TASK DATA =
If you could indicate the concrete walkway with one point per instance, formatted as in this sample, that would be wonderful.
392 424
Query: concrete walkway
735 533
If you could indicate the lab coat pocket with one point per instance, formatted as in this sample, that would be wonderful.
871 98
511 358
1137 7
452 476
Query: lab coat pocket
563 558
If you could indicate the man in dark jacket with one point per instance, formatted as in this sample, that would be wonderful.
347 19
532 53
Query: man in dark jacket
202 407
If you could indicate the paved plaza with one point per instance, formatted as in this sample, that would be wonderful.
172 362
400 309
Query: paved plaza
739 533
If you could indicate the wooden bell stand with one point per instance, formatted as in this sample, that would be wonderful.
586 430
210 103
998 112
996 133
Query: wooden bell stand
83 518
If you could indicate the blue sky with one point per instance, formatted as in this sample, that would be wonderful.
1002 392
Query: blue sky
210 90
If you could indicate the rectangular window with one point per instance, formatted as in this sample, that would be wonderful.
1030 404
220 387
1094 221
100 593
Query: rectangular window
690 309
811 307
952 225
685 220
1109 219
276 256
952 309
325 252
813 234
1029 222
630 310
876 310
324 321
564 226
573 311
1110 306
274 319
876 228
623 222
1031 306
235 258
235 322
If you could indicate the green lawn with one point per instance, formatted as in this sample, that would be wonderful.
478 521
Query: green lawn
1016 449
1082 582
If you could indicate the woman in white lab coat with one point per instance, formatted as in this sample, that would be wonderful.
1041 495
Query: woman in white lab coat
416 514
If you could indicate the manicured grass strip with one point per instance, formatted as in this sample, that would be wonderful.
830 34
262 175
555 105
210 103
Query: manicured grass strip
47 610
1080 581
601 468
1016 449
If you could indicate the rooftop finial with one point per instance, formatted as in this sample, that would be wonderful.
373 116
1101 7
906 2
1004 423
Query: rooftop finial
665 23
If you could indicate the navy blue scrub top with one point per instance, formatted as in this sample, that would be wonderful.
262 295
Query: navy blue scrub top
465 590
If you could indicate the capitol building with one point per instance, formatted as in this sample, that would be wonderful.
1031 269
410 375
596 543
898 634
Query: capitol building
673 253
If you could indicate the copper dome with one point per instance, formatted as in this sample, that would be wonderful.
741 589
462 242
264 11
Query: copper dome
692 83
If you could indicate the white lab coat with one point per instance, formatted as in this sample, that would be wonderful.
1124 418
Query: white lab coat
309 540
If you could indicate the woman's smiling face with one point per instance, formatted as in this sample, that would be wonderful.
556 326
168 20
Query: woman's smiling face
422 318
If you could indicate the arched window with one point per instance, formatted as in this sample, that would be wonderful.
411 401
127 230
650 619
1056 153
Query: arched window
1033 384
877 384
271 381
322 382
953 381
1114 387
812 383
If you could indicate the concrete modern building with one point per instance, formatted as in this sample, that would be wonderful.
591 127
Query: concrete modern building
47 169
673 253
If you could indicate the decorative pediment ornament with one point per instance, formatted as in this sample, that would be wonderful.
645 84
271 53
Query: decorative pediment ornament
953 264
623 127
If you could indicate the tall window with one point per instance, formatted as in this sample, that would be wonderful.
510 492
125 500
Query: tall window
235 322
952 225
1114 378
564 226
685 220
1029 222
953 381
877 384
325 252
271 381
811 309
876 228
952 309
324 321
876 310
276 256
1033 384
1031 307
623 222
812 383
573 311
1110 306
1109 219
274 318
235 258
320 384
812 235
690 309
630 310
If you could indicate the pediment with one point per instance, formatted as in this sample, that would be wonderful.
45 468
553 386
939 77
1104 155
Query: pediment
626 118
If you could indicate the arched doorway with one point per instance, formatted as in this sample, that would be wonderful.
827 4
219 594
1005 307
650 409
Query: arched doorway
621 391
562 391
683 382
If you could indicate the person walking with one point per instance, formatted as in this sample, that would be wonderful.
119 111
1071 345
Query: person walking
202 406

WORK TO BE COMPLETED = Quote the records above from their first line through the line containing "If you could indicate the lab", both ends included.

RESPONSE TO THE TASK =
If you could indicate the concrete walkway with one point per instance, formatted as in this sample, that would be wonderful.
392 424
Query: concrete walkway
735 533
If you could indicate the lab coat pocket with one point per instance, formatted as in this sample, that would be wonderful.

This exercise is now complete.